**EXERCISES TO COMPLETE**
a: In the article on the Dalits of Sodapur, how many Dalit families were forced to move to Sodapur from Ghada?
b: List every crop that the article on the Dalits of Sodapur says the families grew on the land they left behind.
c: Please continue the article on the Dalits of Sodapur from the point where it stops.

**EXTRACT PROVIDED**
On Sunday, Prime Minister Narendra Modi said that it was “our duty to protect and respect the poor and Dalit people of our country”. For the Dalit families of Sodapur, these words come as cold comfort.
Written by Leena Misra | Sodapur | Updated: August 10, 2016 7:50 am
The Dalits who have relocated to Sodapur. (Express Photo)
Priyanka Meghwa was in Class X when she was forced to give up school in her village in Ghada. At her new home 15 km away, with nothing much to do, the 15-year-old spends time watching television. Ghar Ki Lakshmi Betiyaan, a soap celebrating daughters, and Sapne Suhane Ladakpan Ke are her favourite shows, she says.
Two years ago, Priyanka’s family was among the 27 Dalit families who were forced to move to Sodapur from Ghada, both villages in the Deesa taluka of Banaskantha, the potato capital of Gujarat. All of them victims of untouchability, now refugees in their own state, which saw Dalit anger boiling over last month following the public flogging in Una of youths for skinning dead cattle.
On Sunday, Prime Minister Narendra Modi said that it was “our duty to protect and respect the poor and Dalit people of our country”. For the Dalit families of Sodapur, these words come as cold comfort.
At the entrance to Deesa, near the Agriculture Produce Market Committee (APMC) building, a huge potato installation welcomes you. Deesa is also where Canadian food giant McCain sources its potatoes from. Large potato cold storages dot the way to Sodapur. On one side of the road that cuts through the village, stand rows of shacks covered with asbestos and lined with tarpaulin. This is the home of the Dalits from Ghada. Across the road, lives the rest of the village.
The practice of “extreme untouchability”, the Dalits claim, led to the murder of one of them nine years ago, forcing them to first sit in protest outside the local revenue official’s office for five years after which they came to Sodapur, leaving behind 100 bighas of land where they grew potatoes, castor, wheat, groundnut, bajra and rapeseed.
Priyanka’s sister Savita, 20, is married in Dhaneri village, which is a “happier village”, but says this is “home”, where her parents and siblings live.
Savita came home for her delivery and a week ago, gave birth to a daughter. The newborn lies on a charpoy, wrapped in a white cloth, flies hovering over. “I have to keep it completely wrapped even in this hot weather,” she says. The buffalo tied outside belongs to her grandmother Puriben who brought it from her brother’s house to source milk for Savita.

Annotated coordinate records
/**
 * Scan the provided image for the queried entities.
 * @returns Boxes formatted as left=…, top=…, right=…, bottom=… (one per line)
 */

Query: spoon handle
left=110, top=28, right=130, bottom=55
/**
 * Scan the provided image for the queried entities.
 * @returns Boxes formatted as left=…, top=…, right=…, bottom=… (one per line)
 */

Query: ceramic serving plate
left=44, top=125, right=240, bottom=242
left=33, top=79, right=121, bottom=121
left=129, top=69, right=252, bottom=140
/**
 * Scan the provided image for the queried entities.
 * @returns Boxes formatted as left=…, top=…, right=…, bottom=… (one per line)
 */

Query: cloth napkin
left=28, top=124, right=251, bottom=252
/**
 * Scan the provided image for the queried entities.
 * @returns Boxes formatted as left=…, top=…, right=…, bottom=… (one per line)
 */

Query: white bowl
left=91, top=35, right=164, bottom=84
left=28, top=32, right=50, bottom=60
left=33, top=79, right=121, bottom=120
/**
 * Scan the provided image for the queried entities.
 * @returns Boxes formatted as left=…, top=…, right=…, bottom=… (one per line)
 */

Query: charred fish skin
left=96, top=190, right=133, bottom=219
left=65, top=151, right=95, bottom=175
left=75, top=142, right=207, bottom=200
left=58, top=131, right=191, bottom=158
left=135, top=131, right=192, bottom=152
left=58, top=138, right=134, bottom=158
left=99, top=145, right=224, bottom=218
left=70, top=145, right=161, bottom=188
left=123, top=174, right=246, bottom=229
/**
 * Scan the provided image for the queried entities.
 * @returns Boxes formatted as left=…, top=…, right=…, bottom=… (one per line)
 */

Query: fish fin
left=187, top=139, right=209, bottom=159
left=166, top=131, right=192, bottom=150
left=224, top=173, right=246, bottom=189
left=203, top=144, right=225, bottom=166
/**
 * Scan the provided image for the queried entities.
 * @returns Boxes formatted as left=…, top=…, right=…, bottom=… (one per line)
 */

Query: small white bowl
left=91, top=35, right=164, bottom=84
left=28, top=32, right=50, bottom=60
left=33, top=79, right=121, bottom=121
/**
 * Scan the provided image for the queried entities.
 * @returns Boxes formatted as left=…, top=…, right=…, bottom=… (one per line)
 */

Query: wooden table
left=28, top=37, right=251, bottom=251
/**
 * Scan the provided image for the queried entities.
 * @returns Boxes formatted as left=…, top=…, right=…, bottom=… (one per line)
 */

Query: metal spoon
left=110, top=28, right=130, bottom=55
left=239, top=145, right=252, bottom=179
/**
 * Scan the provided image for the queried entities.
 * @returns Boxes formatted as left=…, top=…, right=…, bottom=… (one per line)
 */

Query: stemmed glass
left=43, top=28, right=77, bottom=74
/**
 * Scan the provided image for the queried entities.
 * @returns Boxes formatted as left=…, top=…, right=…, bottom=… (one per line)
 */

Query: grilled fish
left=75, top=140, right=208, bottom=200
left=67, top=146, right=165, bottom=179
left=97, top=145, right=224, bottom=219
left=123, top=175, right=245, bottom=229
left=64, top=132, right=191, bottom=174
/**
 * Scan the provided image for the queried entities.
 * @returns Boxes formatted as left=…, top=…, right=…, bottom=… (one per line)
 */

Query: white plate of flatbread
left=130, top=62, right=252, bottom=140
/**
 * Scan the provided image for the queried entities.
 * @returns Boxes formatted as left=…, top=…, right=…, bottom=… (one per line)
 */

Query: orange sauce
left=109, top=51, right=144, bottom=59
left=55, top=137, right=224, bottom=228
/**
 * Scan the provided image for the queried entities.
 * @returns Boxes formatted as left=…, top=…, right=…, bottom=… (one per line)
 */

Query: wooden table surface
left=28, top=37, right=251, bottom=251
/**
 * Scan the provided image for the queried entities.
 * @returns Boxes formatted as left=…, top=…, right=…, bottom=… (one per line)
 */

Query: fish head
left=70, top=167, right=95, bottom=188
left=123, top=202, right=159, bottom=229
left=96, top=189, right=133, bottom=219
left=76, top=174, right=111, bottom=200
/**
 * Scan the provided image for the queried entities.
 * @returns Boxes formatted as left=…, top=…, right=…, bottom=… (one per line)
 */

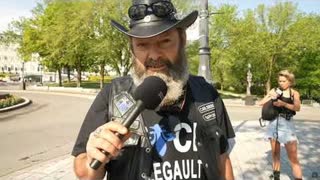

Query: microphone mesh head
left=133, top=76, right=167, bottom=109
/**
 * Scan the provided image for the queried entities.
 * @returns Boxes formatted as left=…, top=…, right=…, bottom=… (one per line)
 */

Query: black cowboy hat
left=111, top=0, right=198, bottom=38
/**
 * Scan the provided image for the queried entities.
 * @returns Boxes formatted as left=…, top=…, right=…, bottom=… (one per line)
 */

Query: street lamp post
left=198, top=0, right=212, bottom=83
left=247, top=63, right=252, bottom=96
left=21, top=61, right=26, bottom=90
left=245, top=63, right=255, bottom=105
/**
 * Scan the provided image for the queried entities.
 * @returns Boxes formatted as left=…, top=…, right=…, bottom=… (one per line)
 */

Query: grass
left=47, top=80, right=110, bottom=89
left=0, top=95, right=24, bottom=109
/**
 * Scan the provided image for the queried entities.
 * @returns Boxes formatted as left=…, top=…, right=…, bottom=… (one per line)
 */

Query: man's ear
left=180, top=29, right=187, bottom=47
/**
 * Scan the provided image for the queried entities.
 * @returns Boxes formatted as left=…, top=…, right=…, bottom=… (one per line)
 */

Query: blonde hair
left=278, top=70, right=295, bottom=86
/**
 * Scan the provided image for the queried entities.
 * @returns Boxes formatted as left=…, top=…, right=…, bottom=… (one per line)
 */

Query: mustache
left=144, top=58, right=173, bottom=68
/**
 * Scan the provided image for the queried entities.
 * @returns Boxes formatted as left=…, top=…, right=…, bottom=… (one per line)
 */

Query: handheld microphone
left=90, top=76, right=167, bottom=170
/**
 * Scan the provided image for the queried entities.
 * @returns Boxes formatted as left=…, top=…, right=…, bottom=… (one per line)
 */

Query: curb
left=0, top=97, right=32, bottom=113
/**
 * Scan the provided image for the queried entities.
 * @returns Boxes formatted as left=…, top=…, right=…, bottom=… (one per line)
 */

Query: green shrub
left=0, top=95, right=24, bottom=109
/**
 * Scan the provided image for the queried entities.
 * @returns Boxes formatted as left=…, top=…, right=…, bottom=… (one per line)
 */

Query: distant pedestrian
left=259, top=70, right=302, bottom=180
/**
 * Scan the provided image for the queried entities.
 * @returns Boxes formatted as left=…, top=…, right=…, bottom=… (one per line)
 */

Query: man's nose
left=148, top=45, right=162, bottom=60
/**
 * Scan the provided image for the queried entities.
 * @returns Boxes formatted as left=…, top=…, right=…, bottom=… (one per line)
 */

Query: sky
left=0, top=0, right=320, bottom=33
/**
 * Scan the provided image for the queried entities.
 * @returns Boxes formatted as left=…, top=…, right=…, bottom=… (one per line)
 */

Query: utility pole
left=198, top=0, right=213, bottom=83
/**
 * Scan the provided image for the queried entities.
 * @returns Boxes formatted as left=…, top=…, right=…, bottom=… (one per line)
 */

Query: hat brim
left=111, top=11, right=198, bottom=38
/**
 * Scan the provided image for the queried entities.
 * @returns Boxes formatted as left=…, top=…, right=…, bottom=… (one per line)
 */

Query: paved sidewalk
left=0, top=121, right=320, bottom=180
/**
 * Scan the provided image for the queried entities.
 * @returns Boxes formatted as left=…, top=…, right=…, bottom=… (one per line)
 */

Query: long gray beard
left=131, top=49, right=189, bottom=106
...
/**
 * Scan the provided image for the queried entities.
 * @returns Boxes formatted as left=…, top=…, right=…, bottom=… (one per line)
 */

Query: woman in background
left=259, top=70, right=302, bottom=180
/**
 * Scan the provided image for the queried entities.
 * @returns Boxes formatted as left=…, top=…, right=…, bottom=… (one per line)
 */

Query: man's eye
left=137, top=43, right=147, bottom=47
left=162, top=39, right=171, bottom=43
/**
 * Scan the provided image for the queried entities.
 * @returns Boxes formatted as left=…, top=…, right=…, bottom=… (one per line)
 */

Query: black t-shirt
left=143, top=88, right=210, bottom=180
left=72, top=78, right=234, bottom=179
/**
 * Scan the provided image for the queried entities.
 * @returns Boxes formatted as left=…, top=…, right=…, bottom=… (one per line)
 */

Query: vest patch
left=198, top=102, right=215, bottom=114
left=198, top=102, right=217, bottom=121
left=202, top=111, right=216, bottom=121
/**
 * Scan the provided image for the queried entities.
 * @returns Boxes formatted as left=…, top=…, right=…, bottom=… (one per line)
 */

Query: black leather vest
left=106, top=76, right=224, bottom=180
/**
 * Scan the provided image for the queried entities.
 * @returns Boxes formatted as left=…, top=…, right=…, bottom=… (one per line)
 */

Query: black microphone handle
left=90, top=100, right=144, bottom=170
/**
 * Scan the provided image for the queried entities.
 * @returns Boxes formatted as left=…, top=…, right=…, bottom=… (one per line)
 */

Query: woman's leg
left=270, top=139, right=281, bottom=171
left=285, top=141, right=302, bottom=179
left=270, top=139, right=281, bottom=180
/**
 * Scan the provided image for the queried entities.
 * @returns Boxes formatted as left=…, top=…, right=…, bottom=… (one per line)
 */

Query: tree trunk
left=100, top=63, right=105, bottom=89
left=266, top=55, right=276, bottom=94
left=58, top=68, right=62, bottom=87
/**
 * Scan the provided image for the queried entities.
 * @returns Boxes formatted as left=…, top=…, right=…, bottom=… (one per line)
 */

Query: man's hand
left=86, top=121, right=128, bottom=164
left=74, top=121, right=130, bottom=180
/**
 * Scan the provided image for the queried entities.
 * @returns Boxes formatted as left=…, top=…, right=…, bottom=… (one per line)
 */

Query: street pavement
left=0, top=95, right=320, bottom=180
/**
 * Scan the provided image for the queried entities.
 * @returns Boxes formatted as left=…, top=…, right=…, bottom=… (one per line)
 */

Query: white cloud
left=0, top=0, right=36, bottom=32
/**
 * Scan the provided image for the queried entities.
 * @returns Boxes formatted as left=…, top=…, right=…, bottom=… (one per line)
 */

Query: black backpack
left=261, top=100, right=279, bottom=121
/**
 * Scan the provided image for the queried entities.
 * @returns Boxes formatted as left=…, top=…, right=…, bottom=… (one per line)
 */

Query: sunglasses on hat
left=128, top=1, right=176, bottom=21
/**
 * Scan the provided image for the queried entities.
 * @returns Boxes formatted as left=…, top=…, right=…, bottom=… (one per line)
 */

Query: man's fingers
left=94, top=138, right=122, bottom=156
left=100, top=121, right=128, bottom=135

**PER-TASK OUTPUTS**
a: 27 families.

b: Potatoes, castor, wheat, groundnut, bajra, rapeseed

c:
“All the girls gave up studying when we left Ghada. What do we do? Here, we have to take them across the busy road and fetch them back, which is not possible,” says Savita.
An orange cycle stands in the corner against a wall, one of the government freebies handed out to Savita’s brother, who freelances as a mason, at a Garib Kalyan Mela.
Even the boys gave up school. Dashrath, 18, dropped out in Class V, and is now a labourer, as his younger brother who dropped out in Class VII. “They didn’t let us sit together. They never played with us,” says Dashrath, about his upper-caste “darbar” (OBC) classmates in Ghada.
Talbiben weeps at the mention of Ramesh, her eldest son among five children. Her husband Devjibhai is too traumatised to put together the story of what happened.
Their 22-year-old son was “fairly educated” and worked as an insurance agent. But he had “dared” to enter a temple nine years ago, “breaking the rules” of Ghada. And paid for it. “They ran a tractor over him out of revenge. The police were also from their community and did not heed our pleas to consider it murder,” alleges Devjibhai.
Bhurabhai Parmar, the leader of this Dalit group, says, “We protested outside the mamlatdar’s office for five years. Finally, the mamlatdar and other government officials came to escort us here two years ago, but have not yet built us homes.”
Babarsinh Vaghela, sarpanch of Ghada at the time the Dalit families left, denies allegations of discrimination and describes Ramesh’s death as an accident.
“There was an accident in which the boy died. We tried hard to strike a compromise between the Dalits and the upper castes but they just did not listen. Finally, after the 12th-day ceremony of Ramesh’s death, they left the village,” he says.
“There is no untouchability in our village,” says Vaghela, who was the sarpanch till 2010.
But the Dalits allege that discrimination hit them every minute back in Ghada. “We could not go with uncovered heads before upper castes, could not wear pants, footwear or any gold. There were two buses to Deesa, at 9 am and 12 noon, from our village. If we got a seat and a darbar got on board in the packed bus, we had to vacate,” says Bhurabhai.
They had to send separate vessels for their children to have midday meals. “Our children were made to sit separately in the anganwadi, too,” he says.
The worst was when an upper-caste death occurred. “We would have to carry the body, collect the firewood and do all the rituals for 12 days for free. Ramesh opposed all these discriminatory practices. His murder was the last straw that provoked us to leave,” says Bhurabhai.
The few Ghada children who go to school in Sodapur are happier. Ashwin, who studies at the Bhakotar primary school in Class VIII, says everyone eats and studies together.
The Ghada Dalits are also grateful to the sarpanch of Sodapur, Amarsinh Dansinh Rajput, who got a resolution passed in the gram panchayat to let them stay.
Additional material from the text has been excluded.